SUPPLIED PASSAGE:
>> START
War Service Chevrons were issued to members of the Civil Defence Services from September 1944. For eack full 12 month period of service, an individual was entitled to one chevron. With some members then subsequently making a fifth year of service, a single additional war service chevron was issued. On many stand-down photos in May/June of 1945 it is possible to see the five chevrons (a set of four plus one) worn on the lower right sleeve. Images courtesy of George P.
A scarce appointment card for an Information Officer at a Rest Centre in Derbyshire. Appointment (sometimes called Warrant) cards are quite regularly seen for ARP Wardens and other Civil Defence services but it is quite rare to see one for an Information Officer or other position within the Air Raid Welfare organisation.
Rest Centres were set up in locations (quite often schools) where those who had been bombed out could find food, temporary shelter and also renew documentation if their originals had been lost. The Information Officer would be able to advise them on the ways they could seek further assistance from the local authority.
The ARP Pattern 44 felt hat is probably one of the scarcest survivors of all the headwear issued to Civil defence personnel during the second world war. Initially the hats featured a red and blue ribbon but with the official change in the name to Civil Defence General Services in 1941 this was replaced by a gold and blue ribbon (ARP Pattern 143) as shown below. Image courtesy of Jon Mills.
>> END
DATA BLOCK:
>> START
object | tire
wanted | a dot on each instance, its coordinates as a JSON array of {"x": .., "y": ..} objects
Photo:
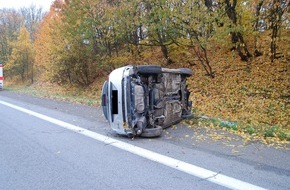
>> END
WHAT IS BEING ASKED: Could you resume the text on Civil Defence badges, cards and hats from the Second World War, continuing on from its last sentence?

RESULT OF THIS TASK:
This photo shows members of Swindon's Fire Guard showing off toys they had made. The photo is interesting on a number off levels. Firstly, it's quite rare to see the diamond-shaped Fire Guard instructors badge being worn (two in evidence here). The lady bottom left also has one (probably the locally-trained Local Fire Guard Instructors (LFGI) badge) plus another instructor's badge of the type similar to the LARP version (Local Air Raid Precautions (locally trained silver badge)). She also has an ARP badge on here beret. There appears to be quite a text heavy shoulder board on her tunic but it is not possible to determine what this is.
At the beginning of the second world war the vast majority of badges on Civil Defence and other service uniforms were of the embroidered variety. With the growth in the numbers of personnel in uniform on the Home Front it was necessary to look at ways to minimise the cost of badge production. One method was to print badges and the Calico Printer's Association manufactured numerous badges, not only for the Home Front, but for the armed services as well. Below are original examples courtesy of Jon Mills.
A battledress has cropped up on eBay priced at £160. Nicely badged up with three rank chevrons denoting a Head Warden in Leicestershire. The owner was a First World War veteran and the left sleeve has a red wound stripe. Looking at the breast badge it appears to have been factory fitted. There are also war service chevrons on the right sleeve. The maker's label from Montague Burton sadly omits a date of manufacture but I would imagine this is probably an early example.
It all looks kosher but you never can tell whether the badges are all original to a battledress. It's known for a blank jacket to have had badges later added to help the item sell for a higher price.
The below Deputy Fire Guard Officer shoulder title badge cropped up on eBay and sold for £46. I'd not seen this particular shoulder title before and is has quite a unit shape. The rank was the second highest in the Fire Guard organisation (one below Fire Guard Officer (badge was square) and above Assistant Fire Guard Officer (badge was oval). Personnel holding this rank wore a white helmet with one broad band below one narrow band.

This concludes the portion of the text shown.